# Fragmento seleccionado
——
Amarna Miller (Madrid, 1990) tiene público esta mañana. Vagabundos y toxicómanos, y algún pez de ciudad. Posa para la foto. Una, otra… y ahora ponte aquí. Con luz natural en esta, luego con el flash. La sesión solo es interrumpida por el trasiego de un taxi o una furgoneta de reparto. Son las diez en Madrid. Hoy luce el sol.
—Empezaré con una cita de Joumana Haddad: “Soy lo que me dijeron que no pensara, que no dijera, no soñara, no me atreviera. Soy lo que me dijeron que no fuera”. ¿Qué eres tú?
—Me gusta la frase, pero no acaba de resonar conmigo, porque siento que en realidad mi identidad o las elecciones que he tomado no las he tomado en contraposición a algo que me dijeron, sino que han sido muy puras, han salido de dentro. No las he hecho intentando contradecir a nadie o para crear polémica, sino que soy lo que he decidido ser, y ha dado la casualidad de que eso, en algunos aspectos de mi vida, no entra dentro de los convencionalismos.
—Eras muy buena en Literatura en el colegio. Incluso ganabas los concursos literarios a los que te presentabas entonces.
——
# Tareas
• 1. Según la entrevista a Amarna Miller, ¿quiénes forman el público que tiene esta mañana? Enuméralos todos.
• 2. Continúa la entrevista a Amarna Miller a partir de la última intervención que aparece.
Los datos son un material aparte, sin relación con la entrevista.

# Los datos
——
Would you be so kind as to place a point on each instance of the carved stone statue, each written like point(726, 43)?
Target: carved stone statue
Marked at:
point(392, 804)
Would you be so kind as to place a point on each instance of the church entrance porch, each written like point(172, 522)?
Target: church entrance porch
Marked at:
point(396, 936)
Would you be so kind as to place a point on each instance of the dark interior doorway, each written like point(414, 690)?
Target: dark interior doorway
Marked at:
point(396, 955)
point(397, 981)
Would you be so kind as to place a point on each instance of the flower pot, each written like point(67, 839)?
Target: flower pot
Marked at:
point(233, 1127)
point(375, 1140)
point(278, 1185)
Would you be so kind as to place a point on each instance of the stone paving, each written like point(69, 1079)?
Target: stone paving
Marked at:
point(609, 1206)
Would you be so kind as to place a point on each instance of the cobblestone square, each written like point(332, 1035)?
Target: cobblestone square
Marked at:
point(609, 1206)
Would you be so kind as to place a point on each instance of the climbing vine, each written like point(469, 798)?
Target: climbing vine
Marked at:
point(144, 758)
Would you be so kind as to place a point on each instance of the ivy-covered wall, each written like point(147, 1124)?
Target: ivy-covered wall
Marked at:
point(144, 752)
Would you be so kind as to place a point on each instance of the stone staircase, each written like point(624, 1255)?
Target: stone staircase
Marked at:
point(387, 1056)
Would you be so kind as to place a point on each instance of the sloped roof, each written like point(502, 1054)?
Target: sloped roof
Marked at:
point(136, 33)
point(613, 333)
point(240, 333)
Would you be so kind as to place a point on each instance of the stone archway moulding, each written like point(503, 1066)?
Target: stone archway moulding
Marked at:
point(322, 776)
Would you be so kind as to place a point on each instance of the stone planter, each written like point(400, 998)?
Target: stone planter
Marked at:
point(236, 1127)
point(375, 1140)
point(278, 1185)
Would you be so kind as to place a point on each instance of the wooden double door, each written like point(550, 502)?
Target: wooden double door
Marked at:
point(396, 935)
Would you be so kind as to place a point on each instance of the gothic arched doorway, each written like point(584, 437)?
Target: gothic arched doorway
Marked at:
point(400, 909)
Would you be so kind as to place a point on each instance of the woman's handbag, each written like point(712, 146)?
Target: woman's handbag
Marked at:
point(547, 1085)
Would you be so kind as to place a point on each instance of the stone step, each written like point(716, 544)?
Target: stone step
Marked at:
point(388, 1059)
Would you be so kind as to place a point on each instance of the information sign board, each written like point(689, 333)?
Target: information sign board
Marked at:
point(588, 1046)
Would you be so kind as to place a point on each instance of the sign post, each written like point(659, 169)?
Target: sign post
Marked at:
——
# Respuestas
• 1. Vagabundos, toxicómanos y algún pez de ciudad.

• 2.
—Pero no todos (risas). En el colegio era una niña muy buena. Estudiaba mucho, me gustaba aprender. Desde que era pequeña, en casa me metieron mucha caña con los estudios, con ser buena en clase y aplicarme, y realmente era una cosa que hacía con mucho gusto. Nunca fui una niña rebelde. Me gustaban mucho todas las asignaturas que tenían que ver con el arte y la literatura. Las ciencias me costaban. También me costaba socializar con la gente. Era hiperactiva, siempre estaba con mucha energía, pero estaba a mi bola, haciendo mis cositas, a mis juegos y a mis libros.
—No eras la más popular…
—No lo era. Para nada.
—¿Tanto en el colegio como en el instituto y en la universidad?
—Bueno, en el instituto las cosas cambiaron. Hice el bachillerato artístico y, para mí, meterme en algo relacionado con artes fue casi como una liberación, porque en mi paranoia infantil significaba que iba a encontrar a más gente con gustos afines a los míos (cosa que finalmente no fue así). Entré con muchísima potencia y muchísimas ganas y disfruté de las clases. En la carrera me pasó algo similar: empecé con muchas ganas, me pegué el batacazo, dejé la carrera en primero, me puse a trabajar, y al cabo de un año y de haber visto la realidad del mundo, dije: “Ahora, desde una supuesta madurez, decido conscientemente que me quiero meter a ello”. Entonces, volví a Bellas Artes y acabé la carrera. Fue extraño, un proceso de descubrir todas las carencias del sistema educativo —por una parte— y de sentirme decepcionada en muchos sentidos, y —por otra— de descubrir más a fondo lo que me gustaba y me gusta, que es el arte y la creación.
—¿Qué tipo de libros tenías en el colegio? ¿Eran lecturas impuestas o alternativas?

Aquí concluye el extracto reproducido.